**Given data**
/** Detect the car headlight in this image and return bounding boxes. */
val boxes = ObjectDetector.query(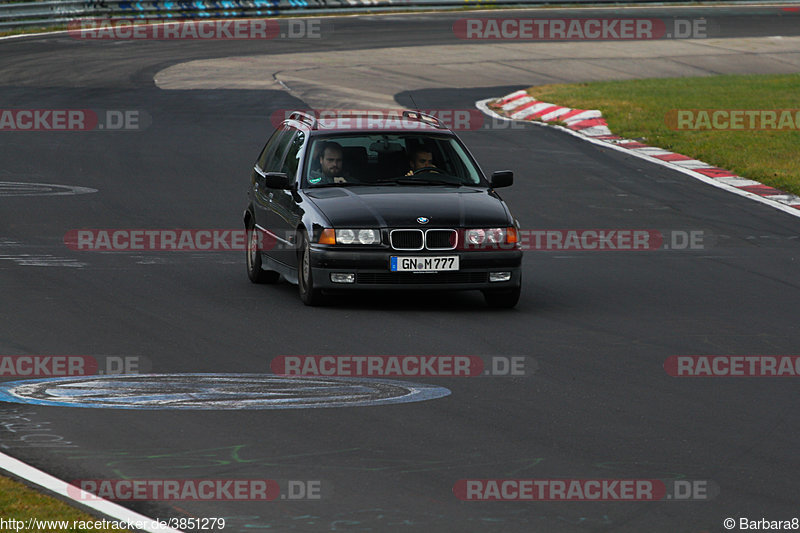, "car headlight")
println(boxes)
[466,229,486,244]
[464,228,517,246]
[336,229,381,244]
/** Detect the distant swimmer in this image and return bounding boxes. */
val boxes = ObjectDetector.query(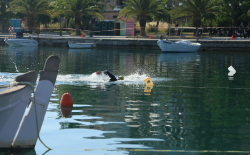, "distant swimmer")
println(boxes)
[96,70,124,82]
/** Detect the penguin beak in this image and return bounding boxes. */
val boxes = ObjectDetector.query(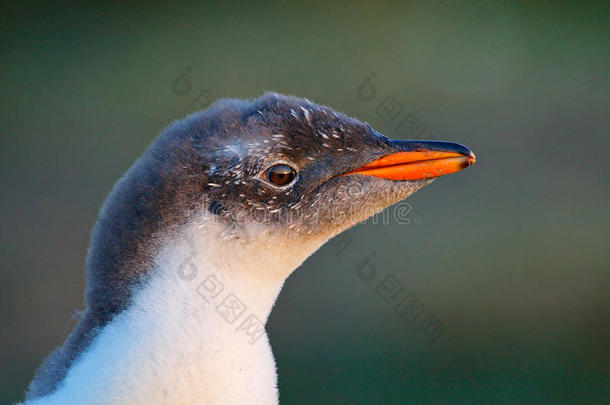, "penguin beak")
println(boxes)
[346,141,476,180]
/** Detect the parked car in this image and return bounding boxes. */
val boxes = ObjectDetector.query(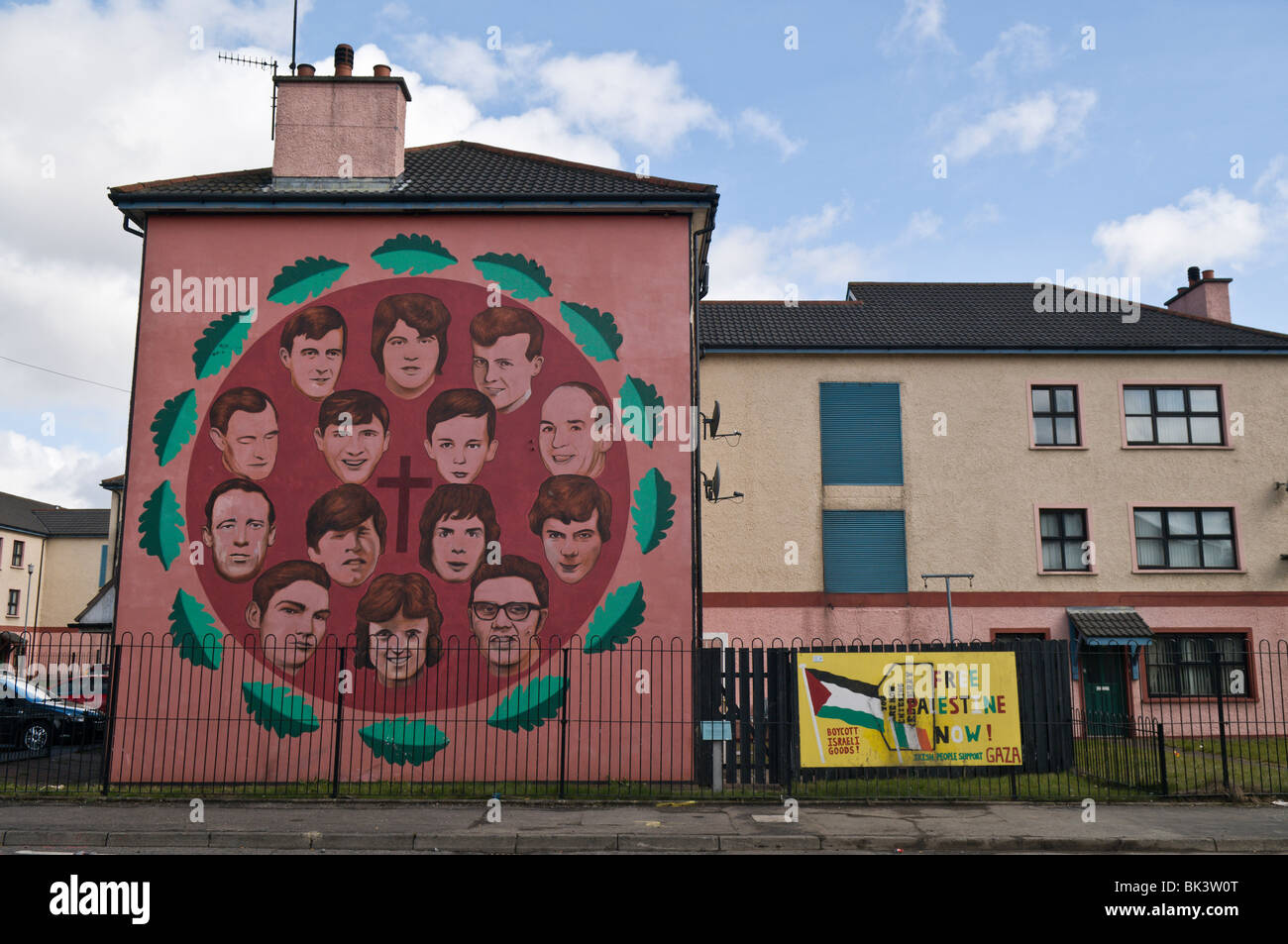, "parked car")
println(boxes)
[0,671,107,752]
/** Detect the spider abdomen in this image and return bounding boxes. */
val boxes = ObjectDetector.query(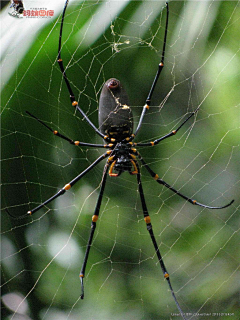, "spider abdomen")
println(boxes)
[98,78,133,141]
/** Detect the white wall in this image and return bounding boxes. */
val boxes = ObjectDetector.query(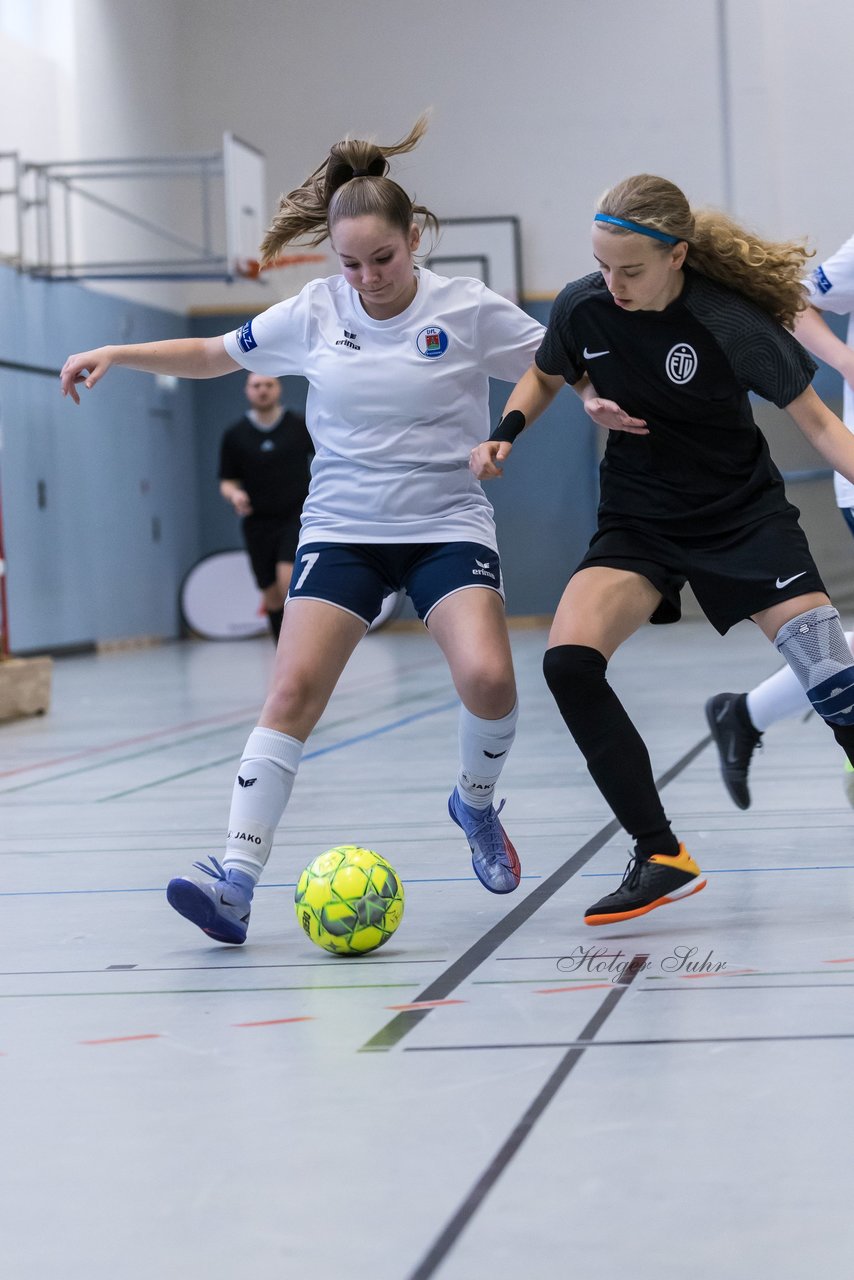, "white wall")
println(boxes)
[0,0,854,310]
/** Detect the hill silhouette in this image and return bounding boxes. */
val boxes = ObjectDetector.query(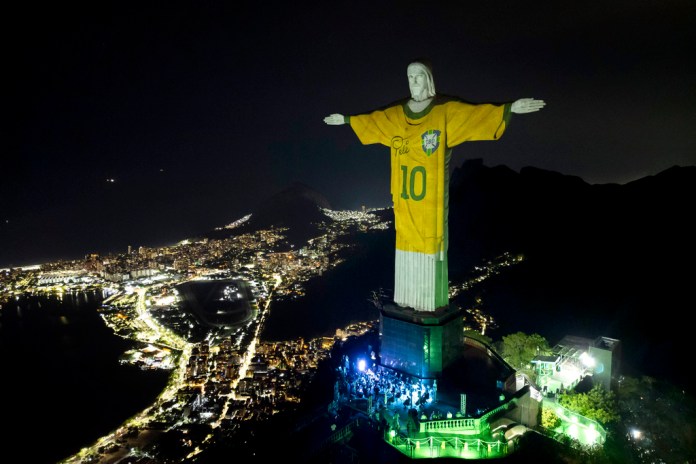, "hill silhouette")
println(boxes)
[203,182,331,246]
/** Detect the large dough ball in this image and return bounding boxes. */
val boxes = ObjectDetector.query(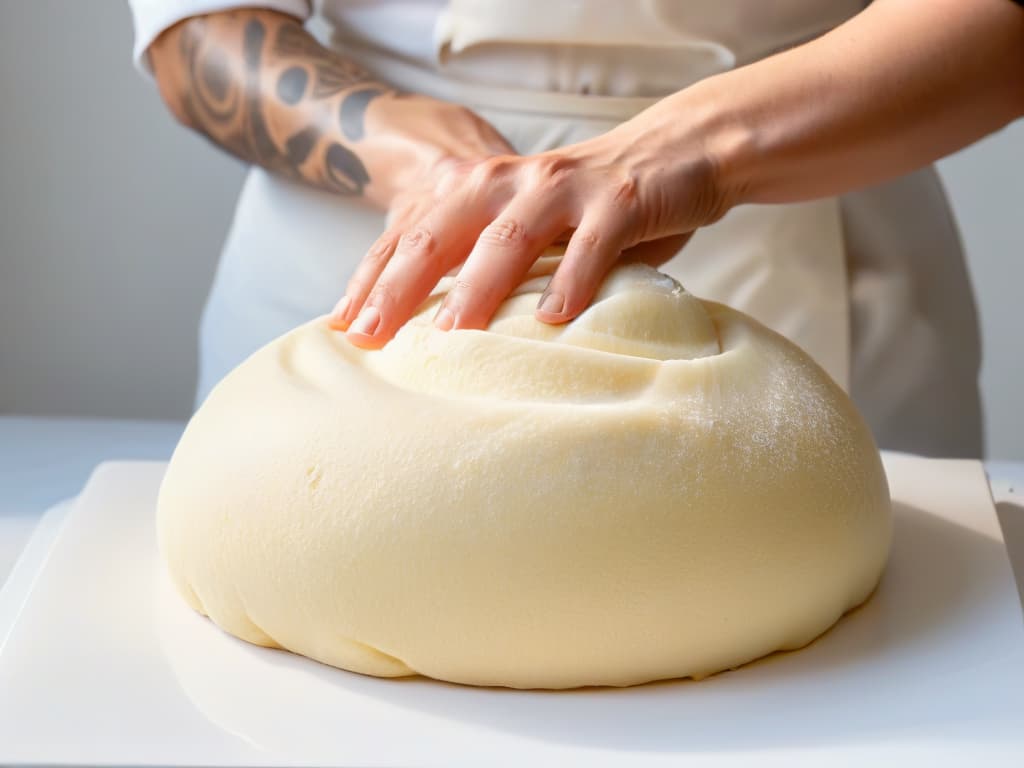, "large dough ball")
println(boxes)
[159,262,890,688]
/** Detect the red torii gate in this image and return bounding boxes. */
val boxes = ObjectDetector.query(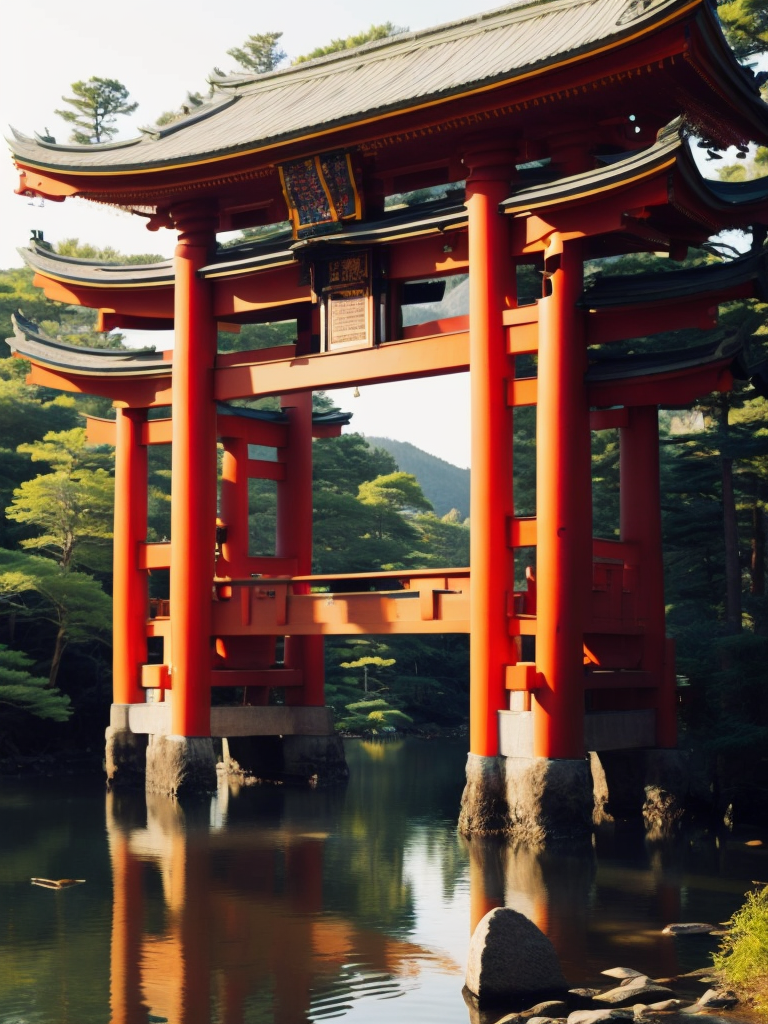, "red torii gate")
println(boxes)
[6,0,768,831]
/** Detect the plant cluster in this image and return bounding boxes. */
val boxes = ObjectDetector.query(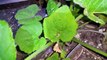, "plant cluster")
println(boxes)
[0,0,107,60]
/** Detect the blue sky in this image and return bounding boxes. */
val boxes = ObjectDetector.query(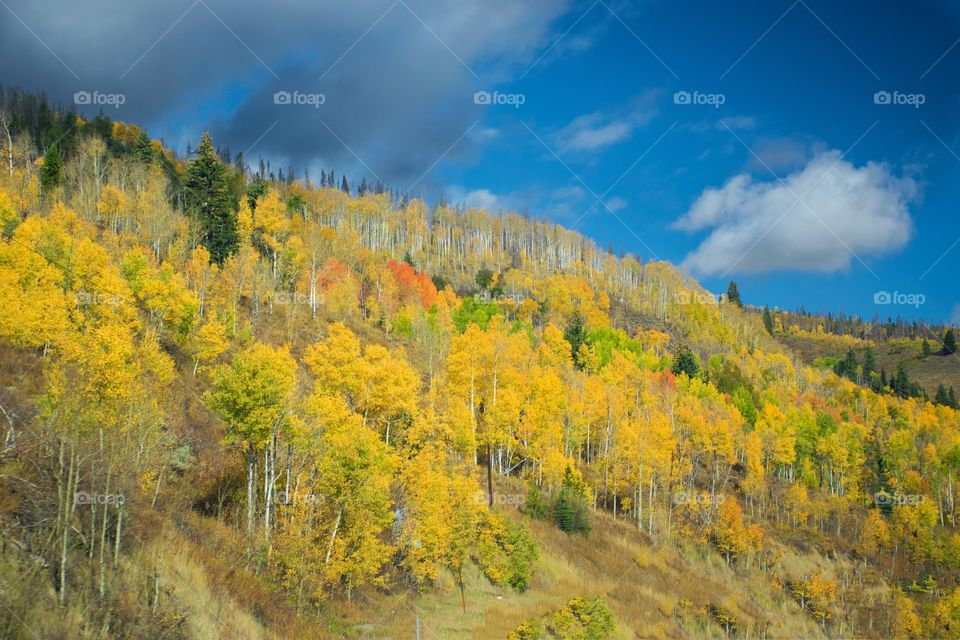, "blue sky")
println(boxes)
[444,2,960,322]
[0,0,960,323]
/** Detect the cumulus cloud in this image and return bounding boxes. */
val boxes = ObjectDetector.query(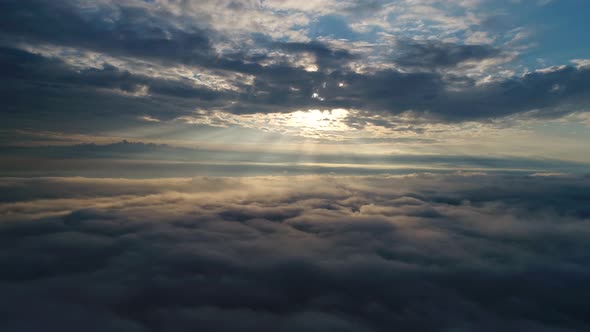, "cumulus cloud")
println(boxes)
[0,173,590,331]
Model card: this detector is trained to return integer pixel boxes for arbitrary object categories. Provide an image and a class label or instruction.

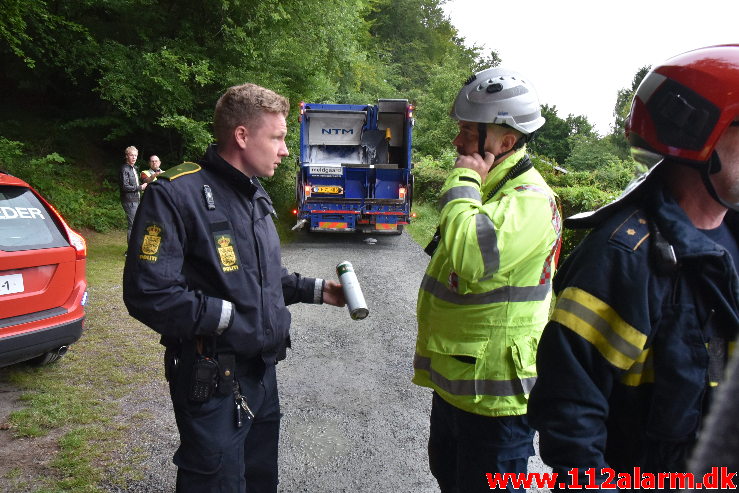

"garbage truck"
[293,99,414,234]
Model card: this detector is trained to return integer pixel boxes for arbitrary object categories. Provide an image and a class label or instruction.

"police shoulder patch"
[608,210,649,251]
[139,223,164,262]
[159,161,202,181]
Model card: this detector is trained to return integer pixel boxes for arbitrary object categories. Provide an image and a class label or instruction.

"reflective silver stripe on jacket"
[421,274,550,305]
[413,354,536,397]
[475,214,500,279]
[216,300,233,335]
[439,185,482,207]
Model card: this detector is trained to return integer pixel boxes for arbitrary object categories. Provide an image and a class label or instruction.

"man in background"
[118,146,147,246]
[140,154,163,184]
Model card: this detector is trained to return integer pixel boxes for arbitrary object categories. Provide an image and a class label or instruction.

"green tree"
[610,65,651,158]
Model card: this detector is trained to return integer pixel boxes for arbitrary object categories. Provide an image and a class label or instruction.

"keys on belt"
[233,379,254,428]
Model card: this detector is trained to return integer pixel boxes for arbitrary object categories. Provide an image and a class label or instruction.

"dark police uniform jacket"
[123,146,321,363]
[528,181,739,484]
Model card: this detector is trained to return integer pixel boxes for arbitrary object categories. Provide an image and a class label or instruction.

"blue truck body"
[293,99,413,234]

**The exercise**
Count the lines in the rows above that contain the string "jacket", treating uppercase and lowercase letters as distinct. Reply with the number alone.

**Answer to this problem**
2